Records from a data collection:
###

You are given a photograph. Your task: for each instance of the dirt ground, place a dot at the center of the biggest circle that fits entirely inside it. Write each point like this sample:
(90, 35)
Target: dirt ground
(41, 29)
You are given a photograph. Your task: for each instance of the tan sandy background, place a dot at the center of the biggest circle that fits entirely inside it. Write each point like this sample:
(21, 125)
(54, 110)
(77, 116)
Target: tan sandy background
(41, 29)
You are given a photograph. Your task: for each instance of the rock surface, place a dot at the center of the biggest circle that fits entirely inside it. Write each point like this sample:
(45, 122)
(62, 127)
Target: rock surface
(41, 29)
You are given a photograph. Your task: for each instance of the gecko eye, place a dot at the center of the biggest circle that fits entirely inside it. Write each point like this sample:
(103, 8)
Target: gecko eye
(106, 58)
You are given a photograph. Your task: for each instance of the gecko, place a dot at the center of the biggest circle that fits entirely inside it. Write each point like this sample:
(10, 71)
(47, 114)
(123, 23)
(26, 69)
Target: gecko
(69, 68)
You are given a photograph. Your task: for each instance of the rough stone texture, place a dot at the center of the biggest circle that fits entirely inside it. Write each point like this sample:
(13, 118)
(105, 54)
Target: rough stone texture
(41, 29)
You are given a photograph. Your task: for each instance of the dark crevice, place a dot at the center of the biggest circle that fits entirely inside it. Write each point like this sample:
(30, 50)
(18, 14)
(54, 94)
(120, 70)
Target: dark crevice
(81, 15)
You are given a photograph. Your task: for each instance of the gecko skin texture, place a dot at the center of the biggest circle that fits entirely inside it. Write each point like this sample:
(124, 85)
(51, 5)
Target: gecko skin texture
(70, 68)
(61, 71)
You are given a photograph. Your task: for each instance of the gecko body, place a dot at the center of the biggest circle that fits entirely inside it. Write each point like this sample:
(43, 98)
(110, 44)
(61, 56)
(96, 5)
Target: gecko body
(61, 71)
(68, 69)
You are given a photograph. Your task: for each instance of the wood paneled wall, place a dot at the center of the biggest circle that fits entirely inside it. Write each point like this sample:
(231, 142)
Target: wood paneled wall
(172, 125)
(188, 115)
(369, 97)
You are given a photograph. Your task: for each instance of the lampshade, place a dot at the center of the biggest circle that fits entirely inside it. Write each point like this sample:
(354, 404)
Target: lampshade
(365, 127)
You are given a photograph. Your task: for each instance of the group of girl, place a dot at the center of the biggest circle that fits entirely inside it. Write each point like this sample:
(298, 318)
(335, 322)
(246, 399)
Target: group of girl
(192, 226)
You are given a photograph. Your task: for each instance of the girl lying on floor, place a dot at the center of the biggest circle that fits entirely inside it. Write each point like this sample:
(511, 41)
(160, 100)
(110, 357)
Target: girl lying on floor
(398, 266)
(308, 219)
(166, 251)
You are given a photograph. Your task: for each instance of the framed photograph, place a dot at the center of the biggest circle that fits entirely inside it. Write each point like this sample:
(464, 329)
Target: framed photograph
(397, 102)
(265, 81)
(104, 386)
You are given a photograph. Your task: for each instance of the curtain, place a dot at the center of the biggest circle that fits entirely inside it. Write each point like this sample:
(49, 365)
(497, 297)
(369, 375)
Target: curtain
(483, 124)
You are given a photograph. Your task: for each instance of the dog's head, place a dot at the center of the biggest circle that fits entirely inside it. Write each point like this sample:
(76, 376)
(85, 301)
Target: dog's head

###

Task prompt> Going through the entries above, report how many lines contain the word "head", with no other text.

Answer below> 2